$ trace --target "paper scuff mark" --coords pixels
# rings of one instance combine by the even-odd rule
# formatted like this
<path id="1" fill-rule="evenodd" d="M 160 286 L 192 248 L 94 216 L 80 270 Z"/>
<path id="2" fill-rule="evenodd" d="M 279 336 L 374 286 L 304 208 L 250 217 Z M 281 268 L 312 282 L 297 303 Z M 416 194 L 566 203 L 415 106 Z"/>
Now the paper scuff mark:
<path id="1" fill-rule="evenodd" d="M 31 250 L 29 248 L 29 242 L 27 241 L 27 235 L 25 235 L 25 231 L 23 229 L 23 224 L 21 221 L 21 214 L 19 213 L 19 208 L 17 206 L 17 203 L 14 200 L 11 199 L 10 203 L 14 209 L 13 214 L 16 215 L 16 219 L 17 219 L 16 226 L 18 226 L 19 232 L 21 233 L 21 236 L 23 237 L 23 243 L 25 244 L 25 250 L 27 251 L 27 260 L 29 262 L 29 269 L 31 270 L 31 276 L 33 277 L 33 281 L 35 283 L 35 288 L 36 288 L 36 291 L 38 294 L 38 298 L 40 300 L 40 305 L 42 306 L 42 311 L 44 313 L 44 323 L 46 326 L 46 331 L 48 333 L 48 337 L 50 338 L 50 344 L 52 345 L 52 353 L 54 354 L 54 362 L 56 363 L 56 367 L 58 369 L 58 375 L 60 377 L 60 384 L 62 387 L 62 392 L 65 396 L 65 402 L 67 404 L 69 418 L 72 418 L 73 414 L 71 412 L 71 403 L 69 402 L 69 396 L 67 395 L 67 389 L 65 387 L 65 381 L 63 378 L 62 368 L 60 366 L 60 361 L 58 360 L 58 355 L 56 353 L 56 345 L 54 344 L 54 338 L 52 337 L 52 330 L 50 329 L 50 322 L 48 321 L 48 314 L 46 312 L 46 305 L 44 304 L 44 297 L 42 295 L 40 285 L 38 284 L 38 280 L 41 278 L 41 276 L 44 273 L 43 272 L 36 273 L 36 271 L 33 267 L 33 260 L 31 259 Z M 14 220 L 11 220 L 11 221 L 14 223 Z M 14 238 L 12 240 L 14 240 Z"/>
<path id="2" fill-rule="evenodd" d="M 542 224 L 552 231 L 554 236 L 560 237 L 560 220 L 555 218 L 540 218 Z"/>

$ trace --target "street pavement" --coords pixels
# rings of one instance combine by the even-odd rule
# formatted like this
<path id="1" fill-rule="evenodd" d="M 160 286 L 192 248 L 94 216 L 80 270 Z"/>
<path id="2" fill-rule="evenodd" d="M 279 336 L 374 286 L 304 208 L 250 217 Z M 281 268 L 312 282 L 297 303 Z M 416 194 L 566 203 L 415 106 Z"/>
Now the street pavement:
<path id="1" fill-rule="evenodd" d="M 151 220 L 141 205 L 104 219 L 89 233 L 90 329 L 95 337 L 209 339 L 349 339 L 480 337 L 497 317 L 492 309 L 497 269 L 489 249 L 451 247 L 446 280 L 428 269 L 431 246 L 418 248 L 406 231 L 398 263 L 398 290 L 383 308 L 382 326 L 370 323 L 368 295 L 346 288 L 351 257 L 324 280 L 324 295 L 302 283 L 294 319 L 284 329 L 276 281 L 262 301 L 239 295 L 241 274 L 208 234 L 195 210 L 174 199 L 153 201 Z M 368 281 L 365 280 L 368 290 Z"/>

-*-

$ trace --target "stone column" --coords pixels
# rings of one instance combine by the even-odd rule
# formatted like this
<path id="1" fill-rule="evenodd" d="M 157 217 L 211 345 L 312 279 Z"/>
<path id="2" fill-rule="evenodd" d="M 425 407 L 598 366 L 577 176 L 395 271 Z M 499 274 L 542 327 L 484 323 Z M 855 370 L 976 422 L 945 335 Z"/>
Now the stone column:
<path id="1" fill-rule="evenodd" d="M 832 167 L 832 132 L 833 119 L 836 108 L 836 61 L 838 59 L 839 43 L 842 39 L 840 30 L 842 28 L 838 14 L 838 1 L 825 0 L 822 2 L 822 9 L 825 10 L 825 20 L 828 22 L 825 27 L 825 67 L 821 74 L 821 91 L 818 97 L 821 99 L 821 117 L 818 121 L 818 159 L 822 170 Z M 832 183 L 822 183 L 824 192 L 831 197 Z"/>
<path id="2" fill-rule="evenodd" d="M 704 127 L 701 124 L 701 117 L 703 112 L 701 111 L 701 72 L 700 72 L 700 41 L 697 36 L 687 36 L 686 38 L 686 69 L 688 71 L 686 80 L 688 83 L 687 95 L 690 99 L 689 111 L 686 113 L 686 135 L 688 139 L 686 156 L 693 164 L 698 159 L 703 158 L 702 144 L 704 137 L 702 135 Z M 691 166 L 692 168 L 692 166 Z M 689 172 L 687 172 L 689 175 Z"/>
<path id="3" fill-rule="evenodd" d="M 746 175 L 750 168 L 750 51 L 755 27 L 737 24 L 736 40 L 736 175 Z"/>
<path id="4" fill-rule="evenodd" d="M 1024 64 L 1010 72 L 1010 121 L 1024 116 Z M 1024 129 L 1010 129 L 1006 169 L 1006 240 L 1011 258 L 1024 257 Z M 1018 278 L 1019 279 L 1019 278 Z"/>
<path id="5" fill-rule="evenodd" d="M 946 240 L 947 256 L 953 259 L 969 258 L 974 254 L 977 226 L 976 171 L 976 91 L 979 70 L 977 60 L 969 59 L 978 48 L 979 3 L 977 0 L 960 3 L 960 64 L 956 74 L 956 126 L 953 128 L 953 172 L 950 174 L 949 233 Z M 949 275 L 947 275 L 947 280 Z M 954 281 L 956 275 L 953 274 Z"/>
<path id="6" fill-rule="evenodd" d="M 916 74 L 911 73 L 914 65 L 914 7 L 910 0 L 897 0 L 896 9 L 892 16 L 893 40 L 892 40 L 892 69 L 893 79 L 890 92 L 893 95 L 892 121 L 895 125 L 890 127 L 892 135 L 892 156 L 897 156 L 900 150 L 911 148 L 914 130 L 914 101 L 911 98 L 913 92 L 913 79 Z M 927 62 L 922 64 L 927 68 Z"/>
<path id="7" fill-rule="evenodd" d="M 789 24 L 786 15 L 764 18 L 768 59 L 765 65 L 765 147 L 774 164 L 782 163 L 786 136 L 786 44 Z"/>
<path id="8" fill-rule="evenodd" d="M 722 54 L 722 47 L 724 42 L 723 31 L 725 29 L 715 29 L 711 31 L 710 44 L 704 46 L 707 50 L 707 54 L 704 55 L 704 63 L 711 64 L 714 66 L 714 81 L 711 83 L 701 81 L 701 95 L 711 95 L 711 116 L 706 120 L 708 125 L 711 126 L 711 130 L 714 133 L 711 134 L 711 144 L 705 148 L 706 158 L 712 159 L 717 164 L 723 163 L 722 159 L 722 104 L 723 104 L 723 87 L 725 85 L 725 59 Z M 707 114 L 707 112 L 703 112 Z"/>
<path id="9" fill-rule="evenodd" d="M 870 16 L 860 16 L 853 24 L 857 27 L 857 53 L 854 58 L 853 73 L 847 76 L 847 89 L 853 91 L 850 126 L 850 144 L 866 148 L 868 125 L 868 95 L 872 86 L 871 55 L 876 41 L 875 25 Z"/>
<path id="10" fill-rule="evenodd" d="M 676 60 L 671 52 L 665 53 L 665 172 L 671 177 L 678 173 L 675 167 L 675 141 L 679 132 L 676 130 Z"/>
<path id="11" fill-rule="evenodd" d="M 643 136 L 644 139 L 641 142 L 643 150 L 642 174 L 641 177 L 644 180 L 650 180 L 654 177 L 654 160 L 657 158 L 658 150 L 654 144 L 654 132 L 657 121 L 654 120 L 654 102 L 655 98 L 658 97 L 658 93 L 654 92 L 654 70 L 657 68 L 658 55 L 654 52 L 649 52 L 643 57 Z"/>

-*-

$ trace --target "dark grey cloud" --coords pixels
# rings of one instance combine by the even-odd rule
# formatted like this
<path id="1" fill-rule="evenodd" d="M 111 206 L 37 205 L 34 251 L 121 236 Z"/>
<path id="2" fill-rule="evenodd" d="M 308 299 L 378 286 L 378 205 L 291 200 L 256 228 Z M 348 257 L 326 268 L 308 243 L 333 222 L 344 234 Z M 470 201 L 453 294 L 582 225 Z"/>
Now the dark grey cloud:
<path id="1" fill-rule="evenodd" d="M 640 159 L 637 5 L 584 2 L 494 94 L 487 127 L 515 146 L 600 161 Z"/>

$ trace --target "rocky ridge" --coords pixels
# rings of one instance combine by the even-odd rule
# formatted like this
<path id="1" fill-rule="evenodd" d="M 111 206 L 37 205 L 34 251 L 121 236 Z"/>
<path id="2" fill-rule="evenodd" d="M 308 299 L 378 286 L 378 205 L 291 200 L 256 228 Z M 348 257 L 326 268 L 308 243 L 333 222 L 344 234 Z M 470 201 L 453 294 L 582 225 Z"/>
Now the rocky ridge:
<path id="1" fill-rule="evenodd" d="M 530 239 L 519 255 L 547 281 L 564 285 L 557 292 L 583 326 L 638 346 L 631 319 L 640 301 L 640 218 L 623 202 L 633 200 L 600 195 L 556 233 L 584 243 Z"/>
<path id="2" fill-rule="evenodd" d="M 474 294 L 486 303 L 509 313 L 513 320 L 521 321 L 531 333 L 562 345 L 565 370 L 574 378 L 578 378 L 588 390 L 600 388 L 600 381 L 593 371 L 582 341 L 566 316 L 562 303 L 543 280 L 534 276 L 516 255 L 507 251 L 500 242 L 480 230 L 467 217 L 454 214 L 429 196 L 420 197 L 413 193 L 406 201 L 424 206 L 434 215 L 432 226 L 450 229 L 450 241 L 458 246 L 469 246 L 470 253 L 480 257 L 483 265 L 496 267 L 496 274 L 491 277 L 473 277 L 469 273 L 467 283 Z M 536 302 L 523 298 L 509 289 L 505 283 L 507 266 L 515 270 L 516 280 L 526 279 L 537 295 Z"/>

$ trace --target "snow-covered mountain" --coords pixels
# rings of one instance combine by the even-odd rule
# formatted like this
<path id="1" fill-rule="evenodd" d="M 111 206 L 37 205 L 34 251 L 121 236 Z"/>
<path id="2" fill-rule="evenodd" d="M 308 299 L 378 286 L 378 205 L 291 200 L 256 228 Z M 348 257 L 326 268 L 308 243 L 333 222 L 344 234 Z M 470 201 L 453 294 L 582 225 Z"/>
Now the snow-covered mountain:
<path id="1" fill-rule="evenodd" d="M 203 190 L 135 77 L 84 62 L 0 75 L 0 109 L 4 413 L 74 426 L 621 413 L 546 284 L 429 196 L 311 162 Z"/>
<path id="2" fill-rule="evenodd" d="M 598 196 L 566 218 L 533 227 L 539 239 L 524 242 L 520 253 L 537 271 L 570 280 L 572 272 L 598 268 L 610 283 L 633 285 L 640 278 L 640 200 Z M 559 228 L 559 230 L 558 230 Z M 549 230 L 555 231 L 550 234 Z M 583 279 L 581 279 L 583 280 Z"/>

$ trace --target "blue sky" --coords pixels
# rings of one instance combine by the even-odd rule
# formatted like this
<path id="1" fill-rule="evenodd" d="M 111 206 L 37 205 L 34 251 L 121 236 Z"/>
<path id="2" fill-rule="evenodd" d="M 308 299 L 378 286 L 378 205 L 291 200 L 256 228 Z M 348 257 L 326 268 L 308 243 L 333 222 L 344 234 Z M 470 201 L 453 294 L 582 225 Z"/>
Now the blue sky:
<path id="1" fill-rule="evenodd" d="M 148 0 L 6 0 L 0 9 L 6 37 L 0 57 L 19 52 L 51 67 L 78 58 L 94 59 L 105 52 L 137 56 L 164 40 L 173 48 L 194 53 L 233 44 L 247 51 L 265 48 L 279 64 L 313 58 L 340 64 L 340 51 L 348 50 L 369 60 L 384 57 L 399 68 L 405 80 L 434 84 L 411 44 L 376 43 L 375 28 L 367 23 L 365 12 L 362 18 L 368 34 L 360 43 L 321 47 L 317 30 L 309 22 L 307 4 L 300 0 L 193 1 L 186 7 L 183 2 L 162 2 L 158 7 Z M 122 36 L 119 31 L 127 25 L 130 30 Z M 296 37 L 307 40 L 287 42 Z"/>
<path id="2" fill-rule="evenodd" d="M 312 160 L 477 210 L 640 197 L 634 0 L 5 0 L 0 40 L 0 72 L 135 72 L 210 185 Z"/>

-*-

**TASK**
What lines in the records above include the string "target"? Copy each one.

**ANSWER SECTION**
$ trace --target "paper scuff mark" --coords pixels
$ trace --target "street pavement" --coords pixels
$ trace --target "stone column" --coords pixels
$ trace --target "dark grey cloud" --coords pixels
$ trace --target "rocky ridge" --coords pixels
$ trace --target "snow-covered mountain" --coords pixels
$ trace --target "blue sky" --coords pixels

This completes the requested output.